■ **Формулировка задания**: Перечислите по порядку всех, кто, согласно отрывку о сражении под Седаном, командовал французской армией, и укажите для каждого время, которое отрывок с ним связывает.

■ **Исходный отрывок**:
———

У этого поля бойни — три выхода, и все они отрезаны: дорога на Бульон — прусской гвардией, дорога на Кариньян — баварцами, дорога на Мезьер — вюртембержцами. Французы не догадались забаррикадировать железнодорожный виадук, и ночью его заняли три немецких батальона; два уединенных дома по дороге в Балан могли стать опорным пунктом продолжительного сопротивления — немцы уже там; заняв обширный, густой, как лес, парк Монвилле под Базейлем, французы могли помешать соединению саксонцев, овладевших селеньем Ламонсель, с баварцами, захватившими Базейль, но было поздно: баварцы своими тесаками уже рубили там живые изгороди. Немецкая армия движется согласованно, как единое целое. С холма Мери кронпринц саксонский руководит всеми операциями. Во французской армии командование переходит из рук в руки. В самом начале битвы, в пять часов сорок пять минут утра, Мак-Магон был ранен осколком гранаты; в семь часов его заменил Дюкро; в десять командование перешло к Вимпфену. С каждой минутой огненная стена придвигается все ближе, раскаты грома не стихают; чудовищное истребление девяноста тысяч человек! Никогда еще мир не видел ничего подобного, никогда еще ни на какую армию не обрушивалась такая лавина картечи. К часу дня все было потеряно. Полки беспорядочной толпой бегут в Седан. Но Седан уже горит. Дижонваль горит, лазареты горят. Остается одно — прорыв. Храбрый, стойкий Вимпфен предлагает императору пойти на это. Третий полк зуавов, движимый отчаянием, подал пример: отрезанный от всех остальных частей, он сквозь неприятельские войска прорвался в Бельгию. Бегство львов.

———

■ **Извлечённые данные**:

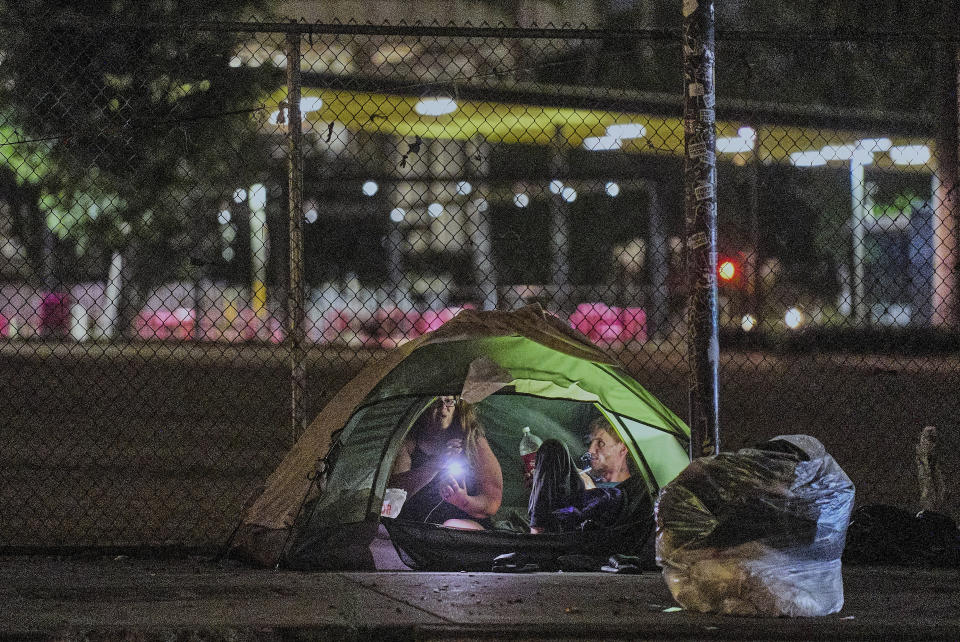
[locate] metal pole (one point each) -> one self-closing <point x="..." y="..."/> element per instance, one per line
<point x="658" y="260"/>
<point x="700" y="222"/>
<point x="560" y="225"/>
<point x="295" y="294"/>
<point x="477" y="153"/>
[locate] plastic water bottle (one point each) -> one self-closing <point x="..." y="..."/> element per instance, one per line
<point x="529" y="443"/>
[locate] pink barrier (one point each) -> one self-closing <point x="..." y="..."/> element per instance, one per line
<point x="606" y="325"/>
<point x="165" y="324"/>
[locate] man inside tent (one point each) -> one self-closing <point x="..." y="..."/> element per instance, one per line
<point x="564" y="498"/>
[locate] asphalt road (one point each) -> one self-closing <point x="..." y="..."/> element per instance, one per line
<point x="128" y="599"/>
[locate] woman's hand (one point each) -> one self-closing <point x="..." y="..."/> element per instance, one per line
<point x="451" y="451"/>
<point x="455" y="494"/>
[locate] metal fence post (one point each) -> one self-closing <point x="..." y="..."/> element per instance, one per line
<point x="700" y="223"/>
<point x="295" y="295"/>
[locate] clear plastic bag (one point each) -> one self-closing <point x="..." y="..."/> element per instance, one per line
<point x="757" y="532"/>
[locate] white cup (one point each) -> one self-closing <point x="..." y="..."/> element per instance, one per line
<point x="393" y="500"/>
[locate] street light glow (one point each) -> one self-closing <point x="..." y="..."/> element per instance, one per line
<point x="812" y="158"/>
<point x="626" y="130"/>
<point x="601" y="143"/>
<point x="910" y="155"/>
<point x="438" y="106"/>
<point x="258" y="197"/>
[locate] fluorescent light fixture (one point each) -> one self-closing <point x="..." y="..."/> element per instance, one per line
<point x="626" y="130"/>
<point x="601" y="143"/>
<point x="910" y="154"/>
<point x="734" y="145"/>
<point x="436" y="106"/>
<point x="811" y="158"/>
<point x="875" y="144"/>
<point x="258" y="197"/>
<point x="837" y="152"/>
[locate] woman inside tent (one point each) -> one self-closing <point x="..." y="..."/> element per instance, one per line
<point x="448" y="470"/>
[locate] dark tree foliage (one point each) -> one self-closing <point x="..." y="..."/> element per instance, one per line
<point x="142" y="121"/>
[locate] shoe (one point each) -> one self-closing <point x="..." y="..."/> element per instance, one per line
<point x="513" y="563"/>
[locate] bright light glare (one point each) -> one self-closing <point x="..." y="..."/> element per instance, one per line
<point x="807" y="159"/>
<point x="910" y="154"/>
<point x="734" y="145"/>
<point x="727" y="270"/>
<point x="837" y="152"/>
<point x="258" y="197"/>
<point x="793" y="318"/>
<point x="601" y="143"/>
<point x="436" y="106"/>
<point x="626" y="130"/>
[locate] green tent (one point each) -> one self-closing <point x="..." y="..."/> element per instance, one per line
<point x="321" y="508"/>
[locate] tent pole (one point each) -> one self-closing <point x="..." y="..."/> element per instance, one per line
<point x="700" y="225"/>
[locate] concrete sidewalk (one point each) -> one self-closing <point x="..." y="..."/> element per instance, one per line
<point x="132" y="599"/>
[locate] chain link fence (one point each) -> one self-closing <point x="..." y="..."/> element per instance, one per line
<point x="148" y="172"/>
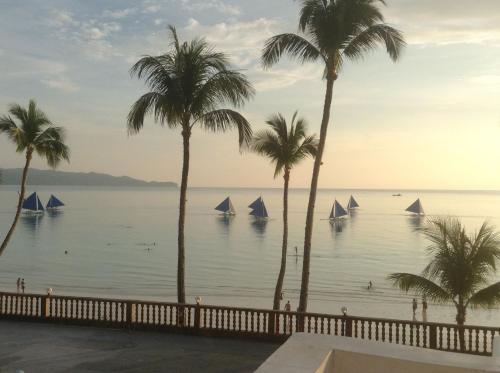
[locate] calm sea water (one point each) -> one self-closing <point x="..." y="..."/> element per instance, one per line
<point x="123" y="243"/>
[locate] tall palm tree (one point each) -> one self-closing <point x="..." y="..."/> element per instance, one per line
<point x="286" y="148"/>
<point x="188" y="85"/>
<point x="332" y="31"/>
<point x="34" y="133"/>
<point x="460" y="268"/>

———

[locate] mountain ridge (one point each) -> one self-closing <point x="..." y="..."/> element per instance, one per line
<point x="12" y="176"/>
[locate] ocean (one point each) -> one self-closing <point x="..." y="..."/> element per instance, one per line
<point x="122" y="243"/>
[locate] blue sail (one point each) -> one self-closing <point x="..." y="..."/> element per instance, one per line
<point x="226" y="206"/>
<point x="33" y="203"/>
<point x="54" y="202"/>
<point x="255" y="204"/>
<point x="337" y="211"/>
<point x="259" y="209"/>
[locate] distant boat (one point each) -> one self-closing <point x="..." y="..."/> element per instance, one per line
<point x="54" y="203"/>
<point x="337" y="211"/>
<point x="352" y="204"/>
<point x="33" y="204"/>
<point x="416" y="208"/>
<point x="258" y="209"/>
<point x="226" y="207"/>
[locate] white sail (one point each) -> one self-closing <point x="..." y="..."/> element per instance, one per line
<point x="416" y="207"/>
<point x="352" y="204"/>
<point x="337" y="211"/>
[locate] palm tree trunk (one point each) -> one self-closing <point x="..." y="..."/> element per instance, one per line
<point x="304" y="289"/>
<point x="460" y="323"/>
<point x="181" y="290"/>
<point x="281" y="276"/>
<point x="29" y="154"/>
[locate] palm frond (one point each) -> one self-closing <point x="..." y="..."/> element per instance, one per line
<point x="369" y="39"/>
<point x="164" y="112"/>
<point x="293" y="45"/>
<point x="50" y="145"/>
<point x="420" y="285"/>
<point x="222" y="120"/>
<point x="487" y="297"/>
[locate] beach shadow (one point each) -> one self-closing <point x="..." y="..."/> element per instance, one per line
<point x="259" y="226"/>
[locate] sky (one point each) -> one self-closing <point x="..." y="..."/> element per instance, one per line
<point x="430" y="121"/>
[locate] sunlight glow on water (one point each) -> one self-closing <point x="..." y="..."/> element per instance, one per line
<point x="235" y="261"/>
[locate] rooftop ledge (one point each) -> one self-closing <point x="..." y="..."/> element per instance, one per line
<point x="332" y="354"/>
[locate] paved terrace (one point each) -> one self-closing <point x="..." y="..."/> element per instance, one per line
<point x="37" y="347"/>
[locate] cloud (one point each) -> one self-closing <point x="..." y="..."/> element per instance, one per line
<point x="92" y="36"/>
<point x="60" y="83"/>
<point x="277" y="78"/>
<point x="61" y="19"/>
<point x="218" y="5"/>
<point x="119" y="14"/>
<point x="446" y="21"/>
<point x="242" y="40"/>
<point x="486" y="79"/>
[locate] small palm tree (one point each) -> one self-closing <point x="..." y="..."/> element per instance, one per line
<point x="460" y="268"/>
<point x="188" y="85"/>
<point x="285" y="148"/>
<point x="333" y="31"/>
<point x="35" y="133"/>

———

■ **Ответ на задание**:
1. Мак-Магон: ранен осколком гранаты в пять часов сорок пять минут утра, в самом начале битвы.
2. Дюкро: заменил Мак-Магона в семь часов.
3. Вимпфен: принял командование в десять.